* **YOUR OBJECTIVE**: Can you put each line of the listing below into a JSON list of strings, one string per line, skipping blank lines and leaving out the pictures?

* **MATERIAL**:
---------------

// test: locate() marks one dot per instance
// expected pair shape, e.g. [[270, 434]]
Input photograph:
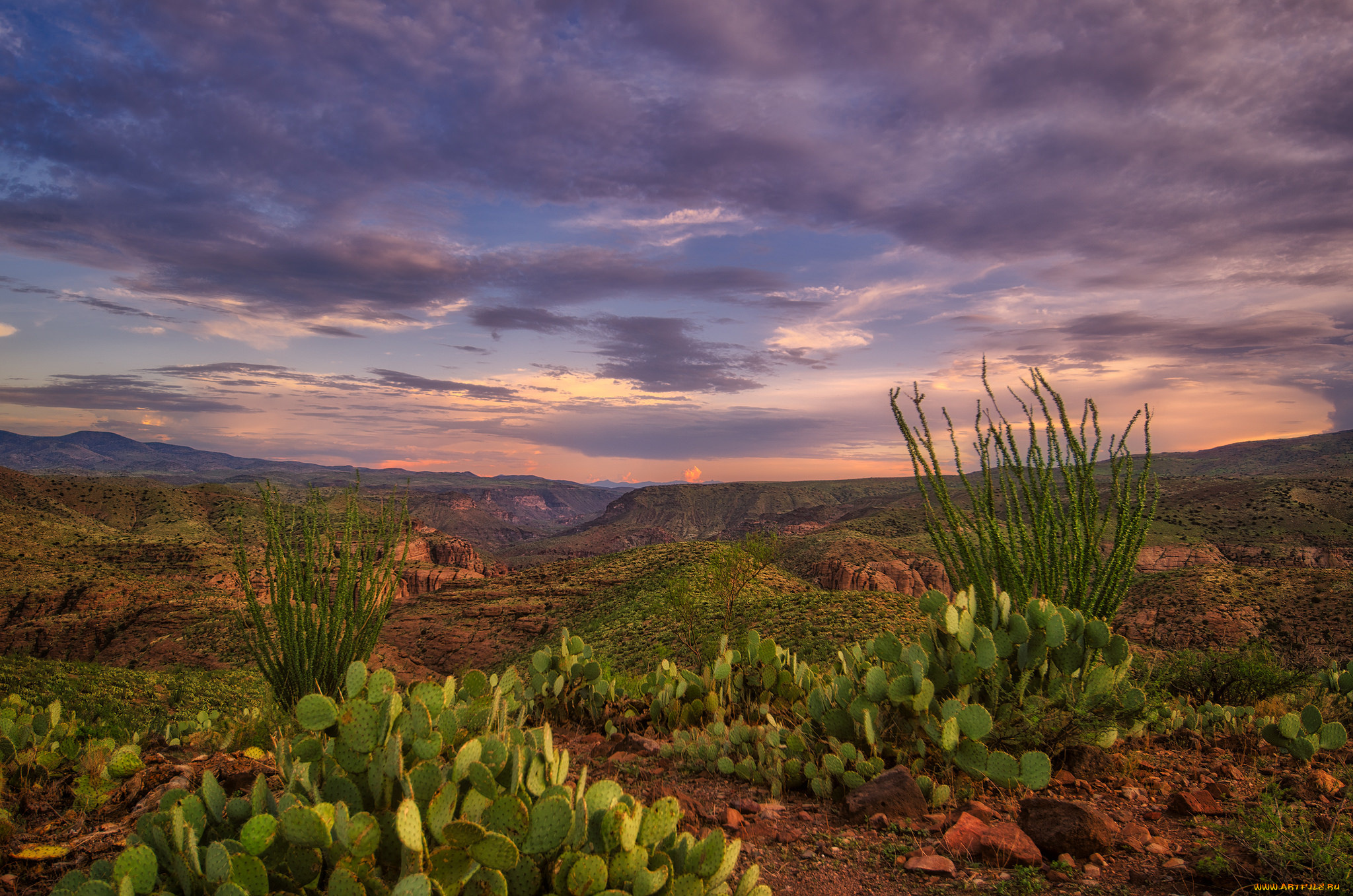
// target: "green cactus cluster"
[[203, 725], [1338, 683], [34, 741], [1302, 734], [566, 681], [417, 794], [1213, 718]]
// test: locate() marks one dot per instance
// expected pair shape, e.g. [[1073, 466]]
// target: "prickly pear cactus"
[[1302, 734], [417, 794]]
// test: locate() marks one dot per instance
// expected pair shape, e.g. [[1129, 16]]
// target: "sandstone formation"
[[906, 573], [1157, 559]]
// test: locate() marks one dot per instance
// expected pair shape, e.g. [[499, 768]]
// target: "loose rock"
[[1195, 803], [965, 837], [1066, 826], [1006, 844], [895, 792], [932, 865]]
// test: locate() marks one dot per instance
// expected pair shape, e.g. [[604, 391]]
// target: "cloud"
[[659, 355], [821, 335], [423, 384], [512, 318], [665, 436], [1186, 141], [106, 392], [117, 308], [1309, 349], [334, 331]]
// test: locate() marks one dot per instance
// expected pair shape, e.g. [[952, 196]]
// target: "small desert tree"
[[329, 579], [1038, 516], [738, 565]]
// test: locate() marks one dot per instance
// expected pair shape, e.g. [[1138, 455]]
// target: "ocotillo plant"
[[1037, 518], [330, 580]]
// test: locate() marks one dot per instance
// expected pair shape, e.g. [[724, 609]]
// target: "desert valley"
[[121, 594]]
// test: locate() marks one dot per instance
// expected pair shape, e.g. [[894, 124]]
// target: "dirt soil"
[[804, 845]]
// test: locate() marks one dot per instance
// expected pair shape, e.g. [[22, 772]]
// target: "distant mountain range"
[[1229, 493], [634, 485], [90, 452], [489, 510]]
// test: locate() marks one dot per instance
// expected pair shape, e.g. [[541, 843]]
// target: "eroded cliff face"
[[906, 573], [436, 560]]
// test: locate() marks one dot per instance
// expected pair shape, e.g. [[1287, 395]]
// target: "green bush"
[[1288, 846], [1234, 677]]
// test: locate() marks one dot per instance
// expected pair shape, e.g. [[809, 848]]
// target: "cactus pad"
[[316, 712], [1003, 768], [587, 876], [550, 825], [138, 862], [344, 883], [409, 826], [215, 866], [463, 834], [360, 726], [381, 685], [249, 875], [1035, 769], [494, 850], [451, 868], [363, 834], [974, 720], [688, 885], [258, 834], [509, 817], [125, 761], [523, 878], [302, 826], [749, 881], [650, 881], [413, 885]]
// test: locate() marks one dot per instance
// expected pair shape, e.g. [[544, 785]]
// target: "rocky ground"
[[1141, 821]]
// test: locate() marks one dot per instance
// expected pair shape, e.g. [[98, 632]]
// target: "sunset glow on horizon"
[[674, 241]]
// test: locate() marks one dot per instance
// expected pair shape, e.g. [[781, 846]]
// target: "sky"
[[669, 240]]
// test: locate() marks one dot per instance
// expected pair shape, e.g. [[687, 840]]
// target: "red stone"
[[1006, 844], [1195, 803], [965, 839], [930, 865]]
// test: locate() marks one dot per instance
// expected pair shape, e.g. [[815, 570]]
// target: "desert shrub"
[[1233, 677], [330, 579], [1290, 845], [1035, 519]]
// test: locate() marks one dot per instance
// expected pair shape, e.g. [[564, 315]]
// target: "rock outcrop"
[[906, 573], [436, 560], [1157, 559]]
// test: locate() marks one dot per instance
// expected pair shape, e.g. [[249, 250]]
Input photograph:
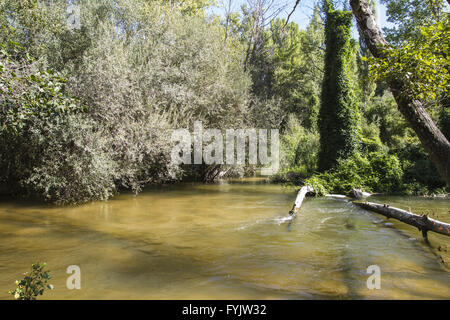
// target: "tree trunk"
[[423, 223], [432, 139]]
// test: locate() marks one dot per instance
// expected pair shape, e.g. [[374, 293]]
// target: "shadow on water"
[[216, 242]]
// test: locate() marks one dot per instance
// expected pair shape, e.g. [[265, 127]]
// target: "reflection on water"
[[224, 241]]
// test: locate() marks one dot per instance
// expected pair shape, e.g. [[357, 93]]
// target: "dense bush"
[[53, 146], [374, 172], [339, 117]]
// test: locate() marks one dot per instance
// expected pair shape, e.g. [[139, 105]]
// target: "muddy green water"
[[224, 241]]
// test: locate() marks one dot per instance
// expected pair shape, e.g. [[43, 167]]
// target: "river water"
[[233, 240]]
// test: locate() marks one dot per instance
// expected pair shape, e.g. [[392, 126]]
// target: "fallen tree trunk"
[[299, 200], [422, 222]]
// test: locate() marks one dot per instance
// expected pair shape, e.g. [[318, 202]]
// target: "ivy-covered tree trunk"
[[432, 139], [339, 116]]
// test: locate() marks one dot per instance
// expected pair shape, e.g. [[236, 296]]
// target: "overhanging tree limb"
[[432, 139], [289, 15], [422, 222]]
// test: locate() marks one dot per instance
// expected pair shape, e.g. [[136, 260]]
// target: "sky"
[[304, 11]]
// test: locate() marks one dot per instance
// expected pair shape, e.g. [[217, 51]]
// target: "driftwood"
[[422, 222], [299, 200]]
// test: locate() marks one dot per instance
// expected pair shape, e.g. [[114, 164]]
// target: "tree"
[[432, 139], [339, 115], [409, 15]]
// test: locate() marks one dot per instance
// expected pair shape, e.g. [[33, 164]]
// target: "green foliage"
[[33, 284], [409, 15], [376, 171], [299, 152], [339, 116], [423, 62]]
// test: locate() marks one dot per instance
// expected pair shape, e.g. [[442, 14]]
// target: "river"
[[232, 240]]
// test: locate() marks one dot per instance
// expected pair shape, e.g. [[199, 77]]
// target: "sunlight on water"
[[224, 241]]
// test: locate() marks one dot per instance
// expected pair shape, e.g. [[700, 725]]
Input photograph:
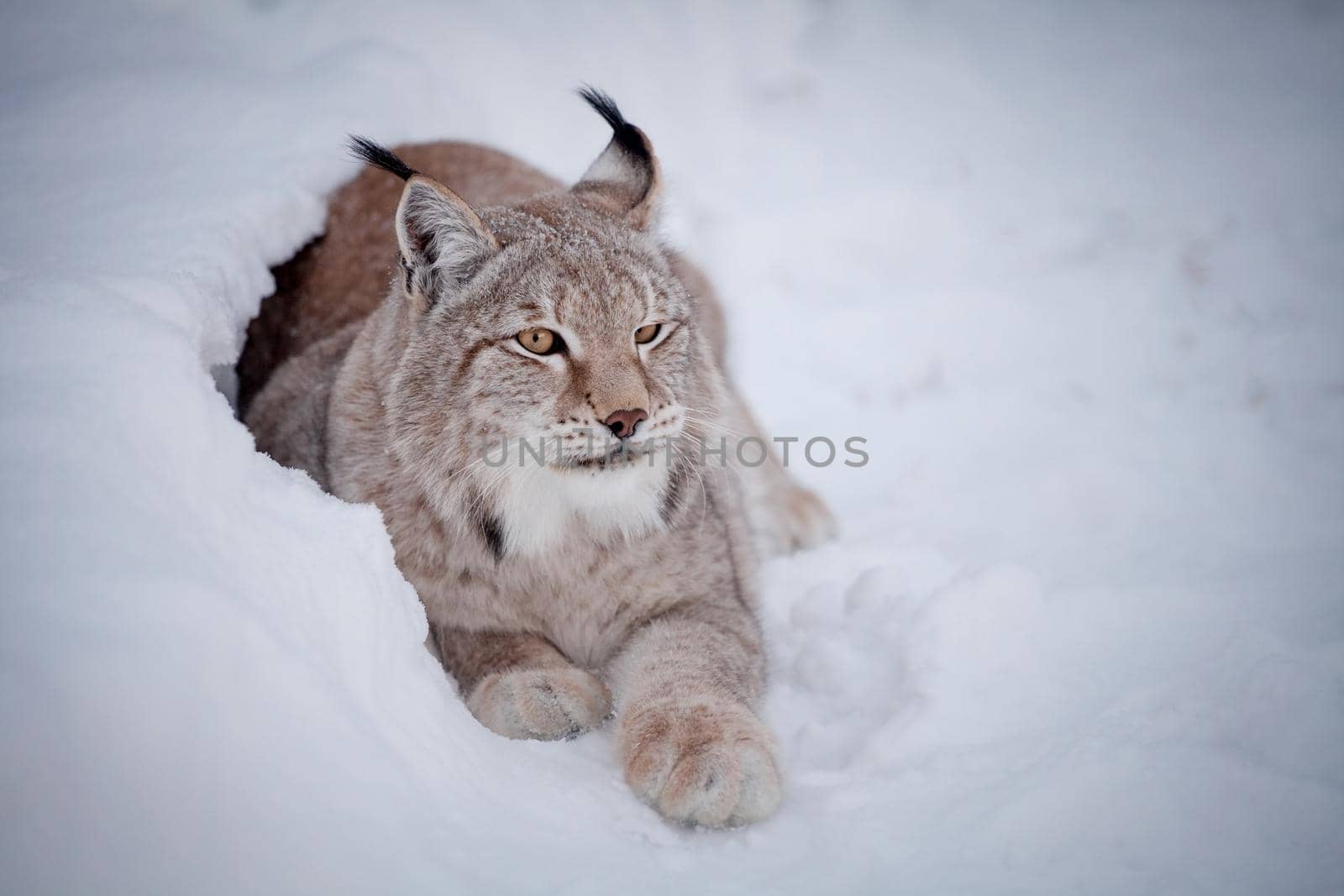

---------------

* **FINISHED EXERCISE**:
[
  "// test: locate() marks one dot per instance",
  "// expected pair shape, e.g. [[270, 434]]",
  "Input photograph:",
  "// target: \"green cactus cluster\"",
  "[[203, 725], [1338, 683], [34, 741], [1302, 734], [566, 681], [417, 794], [1213, 718]]",
  "// test: locate() marks one dot per instance",
  "// expected pair shape, e.g. [[1073, 466]]",
  "// target: \"prickly pear cactus\"",
  "[[1302, 734], [417, 794]]",
  "// test: locate() marks one dot per instance",
  "// expected pair shape, e.g. [[1129, 16]]",
  "// target: \"sandstone formation\"",
  "[[906, 573], [1157, 559]]",
  "// test: locate() marks one dot per instance",
  "// expected pair shape, e.g. [[499, 768]]",
  "// target: \"loose rock\"",
  "[[1195, 803], [965, 837], [1066, 826], [1006, 844], [895, 792], [932, 865]]",
  "// test: locate() marks one dot per instance",
  "// expected pair shape, e.g. [[604, 391]]",
  "// target: \"cloud\"",
  "[[659, 355], [821, 335], [423, 384], [512, 318], [665, 436], [1186, 141], [106, 392], [117, 308], [1309, 349], [334, 331]]",
  "// test: locate() marks one dot per instance",
  "// expected pair shape, e.g. [[952, 196]]",
  "// target: \"small desert tree\"",
  "[[329, 579], [1038, 516], [738, 565]]",
  "// test: locate() marks one dot per instance",
  "// expected pair shape, e.g. [[1138, 455]]",
  "// target: \"ocotillo plant\"",
  "[[1037, 518], [330, 580]]",
  "// test: locate() marks one dot per instance",
  "// expected pair shape, e.g. [[724, 609]]",
  "// target: \"desert valley\"",
  "[[121, 594]]",
  "// test: locate() marks one dot per instance",
  "// expected pair shape, e.g. [[894, 124]]",
  "// target: \"dirt soil\"",
  "[[804, 845]]",
  "// test: locate() marks one dot per instance",
  "// expected pair shape, e.g. [[22, 772]]",
  "// target: \"distant mountain range\"",
  "[[1229, 493], [634, 485], [90, 452], [489, 510]]",
  "// test: locate() marks one dot per instance",
  "// expected pair shape, e.g. [[541, 843]]",
  "// target: \"eroded cliff face\"",
  "[[906, 573], [436, 560]]",
  "// test: locate() marks one dot per instance",
  "// expected pair shape, e.g. [[1287, 395]]",
  "// target: \"green bush\"",
  "[[1288, 846], [1234, 677]]",
  "// test: locate() marks one dot per instance",
  "// expected pair shape, e.g. [[809, 848]]",
  "// target: \"cactus pad\"",
  "[[316, 712], [1003, 768], [587, 876], [550, 825], [138, 862], [344, 883], [409, 826], [215, 866], [463, 834], [360, 726], [381, 685], [249, 875], [1035, 769], [494, 850], [451, 868], [363, 834], [974, 720], [688, 885], [258, 834], [509, 817], [125, 761], [523, 878], [302, 826], [749, 881], [650, 881], [413, 885]]",
  "// test: locate() marks one dot per instance",
  "// expected pair shape, e.g. [[544, 785]]",
  "// target: \"rocky ground\"",
  "[[1141, 821]]",
  "// test: locate() marks one dot per instance",
  "// expected pair shape, e.g. [[98, 632]]",
  "// target: \"sunset glow on horizon\"",
  "[[674, 241]]",
  "// test: locate() marks one dot per instance",
  "// expected pair shape, e.g. [[781, 846]]",
  "// target: \"sky\"",
  "[[669, 240]]",
  "// test: locate() marks one dot per instance",
  "// expected pair shape, e.g. [[687, 840]]",
  "// target: \"red stone\"",
  "[[1006, 844], [1195, 803], [965, 839], [930, 865]]",
  "// test: locate() marks one dot per instance",
  "// expected pair shape, e.g. [[815, 570]]",
  "// target: \"desert shrub\"",
  "[[1233, 677], [330, 579], [1290, 845], [1035, 519]]",
  "// test: locate() marks one dot per instance",
  "// expected pair shape, e.g. [[564, 315]]",
  "// target: \"rock outcrop\"",
  "[[906, 573], [436, 560], [1157, 559]]",
  "// test: locate() marks one dot per instance",
  "// expected pair shape, e.g. [[249, 250]]",
  "Input photograph:",
  "// target: \"tree trunk\"",
  "[[423, 223], [432, 139]]",
  "// test: locate() marks one dot per instance",
  "// expected pair shape, e.g. [[374, 293]]",
  "// target: \"shadow on water\"",
  "[[216, 242]]",
  "// test: locate() marks one dot per instance",
  "// expected pair shape, e.g. [[265, 127]]",
  "// target: \"reflection on water\"",
  "[[224, 241]]",
  "// test: locate() marks one dot per instance",
  "// expected pair shape, e.g. [[357, 93]]",
  "// target: \"dense bush\"",
  "[[53, 146], [374, 172], [339, 117]]",
  "// test: locate() marks one dot per instance",
  "// expected pair shape, e.g. [[139, 105]]",
  "// target: \"muddy green water\"",
  "[[224, 241]]",
  "// test: locate() marks one dot per instance",
  "// expected pair shape, e.g. [[43, 167]]",
  "// target: \"river water\"",
  "[[233, 240]]",
  "// test: locate() marks one dot per instance",
  "// expected pair shape, e.g. [[392, 126]]",
  "// target: \"fallen tree trunk\"",
  "[[299, 200], [422, 222]]",
  "// test: locate() marks one dot per instance",
  "// expected pair shape, e.g. [[318, 202]]",
  "// target: \"ivy-covered tree trunk\"",
  "[[432, 139], [339, 116]]",
  "// test: locate() marks one dot per instance",
  "// expected pair shape, e.g. [[236, 296]]",
  "// target: \"overhanging tree limb\"",
  "[[432, 139], [289, 15], [422, 222]]",
  "// test: locate() marks one dot per instance",
  "// expected pair shape, e.g. [[136, 260]]",
  "// target: \"sky\"",
  "[[304, 11]]",
  "// test: locate() marks one dot per instance",
  "// expected pair shape, e.g. [[217, 51]]",
  "// target: \"driftwood\"",
  "[[422, 222], [299, 200]]",
  "// test: locate() marks one dot per instance",
  "// expected pair shape, e.g. [[114, 164]]",
  "// target: \"tree\"",
  "[[432, 139], [339, 115], [409, 15]]",
  "// test: locate() marks one dot per instance",
  "// expected pair shape, e.g. [[33, 164]]",
  "// target: \"green foliage\"",
  "[[33, 284], [409, 15], [376, 171], [299, 152], [339, 116], [423, 62]]",
  "// test: locate() marks one dot per instance",
  "// expected pair shape, e.g. [[442, 14]]",
  "// target: \"river\"",
  "[[232, 240]]",
  "// test: locate() marks one dot per instance",
  "// expected pair shape, e.g. [[199, 77]]",
  "// target: \"sunlight on water\"",
  "[[224, 241]]",
  "// test: locate() marks one dot per instance",
  "// expected pair shape, e.g. [[700, 725]]",
  "Input photograph:"
]